> [Required action 1]
Return the passage from the mailing list message that starts at "Thing is we" and ends at "23:17:19 +0200 (EET)", copied word for word.
> [Required action 2]
In the mailing list message, which tar command does the writer say cannot be allowed to fail on tapes?
> [Required action 3]
Shorten the paragraph of the mailing list message that begins "Thing is we can't cope" while keeping its main points.

### Reading text ###

On Wed, Mar 09, 2005 at 08:40:00PM +0000, Alan Cox wrote:
> >   o Cset exclude: [EMAIL PROTECTED]|ChangeSet|20041125155150|65356
> >   o Allow lseek on SCSI tapes
> >   o Allow lseek on osst to keep tar --verify happy
> 
> This seems odd since the scsi tape drives don't support lseek and the
> driver changes to correctly block it were part of the security fixes for
> lseek mishandling in 2.6 ? 

Thing is we can't cope with "tar --verify" failing on tapes. Better approach 
to fix this is welcome.

> Does anyone have the straces of tar breaking and the versions ?

Here is the relevant information.


Date: Wed, 2 Mar 2005 23:17:19 +0200 (EET)
From: Kai Makisara <[EMAIL PROTECTED]>
X-X-Sender: [EMAIL PROTECTED]
To: Marcelo Tosatti <[EMAIL PROTECTED]>
Cc: Mark Yeatman <[EMAIL PROTECTED]>, linux-kernel@vger.kernel.org,
        Andrew Morton <[EMAIL PROTECTED]>, Gene Heskett <[EMAIL PROTECTED]>
Subject: Re: Problems with SCSI tape rewind / verify on 2.4.29

> On Wed, Mar 02, 2005 at 11:15:42AM -0000, Mark Yeatman wrote:
> > Hi
> > 
> > Never had to log a bug before, hope this is correctly done.

### Data under study ###

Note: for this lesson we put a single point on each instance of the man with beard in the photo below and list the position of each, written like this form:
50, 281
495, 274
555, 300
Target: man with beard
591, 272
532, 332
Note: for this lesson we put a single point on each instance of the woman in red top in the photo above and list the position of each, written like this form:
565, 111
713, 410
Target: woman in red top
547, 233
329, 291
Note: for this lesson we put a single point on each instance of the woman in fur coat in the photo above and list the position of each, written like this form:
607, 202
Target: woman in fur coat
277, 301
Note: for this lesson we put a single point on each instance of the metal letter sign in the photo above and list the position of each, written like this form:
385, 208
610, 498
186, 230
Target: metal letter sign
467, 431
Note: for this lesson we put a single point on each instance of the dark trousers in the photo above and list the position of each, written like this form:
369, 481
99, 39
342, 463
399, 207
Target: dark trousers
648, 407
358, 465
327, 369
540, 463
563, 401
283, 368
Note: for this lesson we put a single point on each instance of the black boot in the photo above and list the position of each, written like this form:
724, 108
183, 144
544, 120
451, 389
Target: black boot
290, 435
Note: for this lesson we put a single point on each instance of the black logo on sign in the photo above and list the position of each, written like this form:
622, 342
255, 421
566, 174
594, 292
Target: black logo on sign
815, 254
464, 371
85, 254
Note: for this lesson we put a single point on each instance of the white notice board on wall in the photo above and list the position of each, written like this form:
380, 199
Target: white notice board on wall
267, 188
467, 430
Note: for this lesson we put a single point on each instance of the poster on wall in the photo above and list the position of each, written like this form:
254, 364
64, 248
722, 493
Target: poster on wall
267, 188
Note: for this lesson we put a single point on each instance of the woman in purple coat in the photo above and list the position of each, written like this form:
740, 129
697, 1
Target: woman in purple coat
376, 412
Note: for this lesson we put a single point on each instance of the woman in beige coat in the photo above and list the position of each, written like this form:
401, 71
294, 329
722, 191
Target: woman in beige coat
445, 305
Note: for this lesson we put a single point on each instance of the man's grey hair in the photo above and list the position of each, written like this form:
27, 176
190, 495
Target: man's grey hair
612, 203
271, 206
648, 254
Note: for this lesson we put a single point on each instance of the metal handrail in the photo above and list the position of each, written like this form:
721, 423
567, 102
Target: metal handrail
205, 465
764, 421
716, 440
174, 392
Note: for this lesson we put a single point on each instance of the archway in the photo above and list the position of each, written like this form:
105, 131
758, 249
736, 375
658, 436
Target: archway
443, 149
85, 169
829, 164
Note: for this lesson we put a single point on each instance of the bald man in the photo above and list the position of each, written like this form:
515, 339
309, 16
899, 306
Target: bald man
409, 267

###

> [Your solution 1]
Thing is we can't cope with "tar --verify" failing on tapes. Better approach 
to fix this is welcome.

> Does anyone have the straces of tar breaking and the versions ?

Here is the relevant information.


Date: Wed, 2 Mar 2005 23:17:19 +0200 (EET)

> [Your solution 2]
"tar --verify"

> [Your solution 3]
"tar --verify" failing on tapes can't be accepted, but a better fix is welcome.